*Text under study*:
|---|

What Is the Most Common Cause of Sepsis?

Pneumonia is the most common cause of sepsis. Lung infections account for roughly half of all severe sepsis cases, far outpacing any other infection site. Each year, at least 1.7 million adults and more than 18,000 children in the U.S. develop sepsis, and at least 350,000 adults die during their hospitalization or are discharged to hospice care.

Infections That Lead to Sepsis

Sepsis isn’t a disease on its own. It’s what happens when your body’s response to an existing infection spirals out of control and starts damaging your own organs. Almost any infection can trigger it, but some types are far more likely to do so than others.

CDC data breaks down the infections most frequently identified before a sepsis admission: pneumonia leads at 35%, followed by urinary tract infections at 25%, gastrointestinal infections at 11%, and skin or soft tissue infections at 11%. In studies focused specifically on severe sepsis, pulmonary infections account for an even larger share, around 50%, with abdominal infections at 24% and urinary tract sources at 5 to 7%. The pattern is slightly different in children, where respiratory infections still lead (29%) but gastrointestinal infections follow closely at 24%.

Bacteria Behind Most Cases

When sepsis develops from a bacterial infection, two organisms dominate. E. coli, a bacterium commonly found in the gut, is the single most frequent cause of bloodstream infections, responsible for about 27% of cases. It’s the usual culprit when a urinary tract or abdominal infection progresses to sepsis. Staphylococcus aureus, which lives on skin and in the nasal passages, runs at a nearly identical incidence rate of roughly 65 cases per 100,000 people per year. Staph is more often linked to skin infections, surgical wounds, and infections related to catheters or other medical devices.

Other bacteria play significant roles too, including Streptococcus species (a common cause of pneumonia) and various hospital-acquired organisms that may be resistant to standard antibiotics. But E. coli and S. aureus together account for the largest share of bacterial sepsis by a wide margin.

|---|

*Directions*:
(1) Reproduce the stretch of the sepsis text from "What Is the" through "so than others.".
(2) Using the sepsis text, answer the following:
(a) Roughly what share of all severe sepsis cases do lung infections account for?
(b) What percentage of bloodstream infections is E. coli responsible for?
(c) In children, what percentage of the infections identified before sepsis are gastrointestinal?

Stored items from a collection
|---|

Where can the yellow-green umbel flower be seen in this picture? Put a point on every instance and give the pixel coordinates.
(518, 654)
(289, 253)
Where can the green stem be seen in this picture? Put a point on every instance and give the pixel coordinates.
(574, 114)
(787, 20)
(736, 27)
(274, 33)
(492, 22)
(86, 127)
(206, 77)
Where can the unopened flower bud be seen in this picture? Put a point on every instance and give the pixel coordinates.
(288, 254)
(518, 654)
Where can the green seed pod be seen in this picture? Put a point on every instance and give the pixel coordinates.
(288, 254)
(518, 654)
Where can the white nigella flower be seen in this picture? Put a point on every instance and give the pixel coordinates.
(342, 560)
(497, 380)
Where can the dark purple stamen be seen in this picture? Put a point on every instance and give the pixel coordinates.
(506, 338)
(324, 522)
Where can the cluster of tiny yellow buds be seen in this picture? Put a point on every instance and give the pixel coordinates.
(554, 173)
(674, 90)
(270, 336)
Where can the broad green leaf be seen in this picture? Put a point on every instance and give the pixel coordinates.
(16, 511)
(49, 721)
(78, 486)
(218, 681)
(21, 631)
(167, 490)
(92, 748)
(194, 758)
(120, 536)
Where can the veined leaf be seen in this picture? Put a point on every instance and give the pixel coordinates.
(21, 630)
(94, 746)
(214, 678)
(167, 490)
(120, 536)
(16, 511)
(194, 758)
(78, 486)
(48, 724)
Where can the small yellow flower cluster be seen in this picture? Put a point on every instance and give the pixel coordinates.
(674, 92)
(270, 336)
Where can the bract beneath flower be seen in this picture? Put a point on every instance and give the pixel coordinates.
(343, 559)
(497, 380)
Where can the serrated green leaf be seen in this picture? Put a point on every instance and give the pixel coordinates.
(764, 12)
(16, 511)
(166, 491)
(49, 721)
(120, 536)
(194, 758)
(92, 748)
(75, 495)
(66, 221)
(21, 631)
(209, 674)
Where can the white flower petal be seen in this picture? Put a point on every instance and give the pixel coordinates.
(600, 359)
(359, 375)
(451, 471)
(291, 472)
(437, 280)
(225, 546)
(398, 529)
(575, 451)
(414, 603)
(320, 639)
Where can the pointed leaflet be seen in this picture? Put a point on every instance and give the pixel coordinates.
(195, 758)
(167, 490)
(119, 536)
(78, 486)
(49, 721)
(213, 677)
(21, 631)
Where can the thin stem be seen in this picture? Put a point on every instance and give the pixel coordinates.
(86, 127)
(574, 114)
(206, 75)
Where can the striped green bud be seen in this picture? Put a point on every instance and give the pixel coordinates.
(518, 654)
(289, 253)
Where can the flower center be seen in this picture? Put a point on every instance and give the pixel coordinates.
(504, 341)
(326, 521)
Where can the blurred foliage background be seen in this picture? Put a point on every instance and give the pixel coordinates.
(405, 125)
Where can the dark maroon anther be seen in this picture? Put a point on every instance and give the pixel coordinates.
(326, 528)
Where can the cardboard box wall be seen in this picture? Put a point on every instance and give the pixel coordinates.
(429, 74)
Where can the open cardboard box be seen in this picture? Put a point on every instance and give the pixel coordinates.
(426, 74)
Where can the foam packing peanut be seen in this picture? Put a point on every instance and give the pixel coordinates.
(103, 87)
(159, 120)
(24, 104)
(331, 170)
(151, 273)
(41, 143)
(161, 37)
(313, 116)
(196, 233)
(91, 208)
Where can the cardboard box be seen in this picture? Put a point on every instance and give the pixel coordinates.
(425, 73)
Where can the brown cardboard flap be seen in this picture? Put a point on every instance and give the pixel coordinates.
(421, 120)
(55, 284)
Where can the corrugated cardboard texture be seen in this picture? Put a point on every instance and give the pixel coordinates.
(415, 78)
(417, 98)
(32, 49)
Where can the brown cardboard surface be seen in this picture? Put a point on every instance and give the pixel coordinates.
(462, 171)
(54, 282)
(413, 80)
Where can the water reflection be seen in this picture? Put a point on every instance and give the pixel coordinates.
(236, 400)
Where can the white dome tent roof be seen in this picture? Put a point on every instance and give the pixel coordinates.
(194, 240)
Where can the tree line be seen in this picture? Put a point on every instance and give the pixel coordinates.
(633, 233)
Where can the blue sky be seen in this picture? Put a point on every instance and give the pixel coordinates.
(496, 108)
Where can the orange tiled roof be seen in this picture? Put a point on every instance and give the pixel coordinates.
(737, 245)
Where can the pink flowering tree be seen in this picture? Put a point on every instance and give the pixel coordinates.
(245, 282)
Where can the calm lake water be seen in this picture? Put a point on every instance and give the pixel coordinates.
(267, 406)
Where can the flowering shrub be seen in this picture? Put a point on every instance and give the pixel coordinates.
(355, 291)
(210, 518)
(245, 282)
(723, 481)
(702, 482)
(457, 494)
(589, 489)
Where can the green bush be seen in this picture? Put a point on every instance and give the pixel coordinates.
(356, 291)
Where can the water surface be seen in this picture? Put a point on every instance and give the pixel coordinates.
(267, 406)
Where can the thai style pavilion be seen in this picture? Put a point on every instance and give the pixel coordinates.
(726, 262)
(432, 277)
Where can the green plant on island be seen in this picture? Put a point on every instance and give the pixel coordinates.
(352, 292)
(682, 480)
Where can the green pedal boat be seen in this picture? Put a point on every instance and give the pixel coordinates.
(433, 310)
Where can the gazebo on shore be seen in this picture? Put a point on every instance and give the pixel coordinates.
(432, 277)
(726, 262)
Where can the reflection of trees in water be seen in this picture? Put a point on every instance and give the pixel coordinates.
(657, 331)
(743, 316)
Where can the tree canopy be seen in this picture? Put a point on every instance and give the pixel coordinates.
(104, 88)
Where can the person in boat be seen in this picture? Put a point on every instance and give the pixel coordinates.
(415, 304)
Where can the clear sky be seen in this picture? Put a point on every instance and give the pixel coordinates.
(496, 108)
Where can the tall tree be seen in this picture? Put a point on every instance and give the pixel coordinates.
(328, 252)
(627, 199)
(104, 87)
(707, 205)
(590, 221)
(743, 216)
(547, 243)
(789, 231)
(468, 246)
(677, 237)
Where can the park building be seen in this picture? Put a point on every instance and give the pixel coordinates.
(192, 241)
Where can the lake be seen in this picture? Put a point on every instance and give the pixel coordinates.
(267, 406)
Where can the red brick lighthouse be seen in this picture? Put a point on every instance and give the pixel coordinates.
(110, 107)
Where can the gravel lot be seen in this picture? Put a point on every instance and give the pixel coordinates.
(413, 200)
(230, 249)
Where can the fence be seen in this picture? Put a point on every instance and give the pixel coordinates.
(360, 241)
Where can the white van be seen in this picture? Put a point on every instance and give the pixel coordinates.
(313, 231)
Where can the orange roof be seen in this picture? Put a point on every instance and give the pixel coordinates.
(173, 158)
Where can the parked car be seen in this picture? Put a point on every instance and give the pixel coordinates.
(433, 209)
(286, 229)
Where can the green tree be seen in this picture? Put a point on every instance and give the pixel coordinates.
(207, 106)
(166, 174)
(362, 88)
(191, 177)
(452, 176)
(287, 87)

|---|

*Answers provided*:
(1)
What Is the Most Common Cause of Sepsis?

Pneumonia is the most common cause of sepsis. Lung infections account for roughly half of all severe sepsis cases, far outpacing any other infection site. Each year, at least 1.7 million adults and more than 18,000 children in the U.S. develop sepsis, and at least 350,000 adults die during their hospitalization or are discharged to hospice care.

Infections That Lead to Sepsis

Sepsis isn’t a disease on its own. It’s what happens when your body’s response to an existing infection spirals out of control and starts damaging your own organs. Almost any infection can trigger it, but some types are far more likely to do so than others.

(2)
(a) Roughly half.
(b) About 27%.
(c) 24%.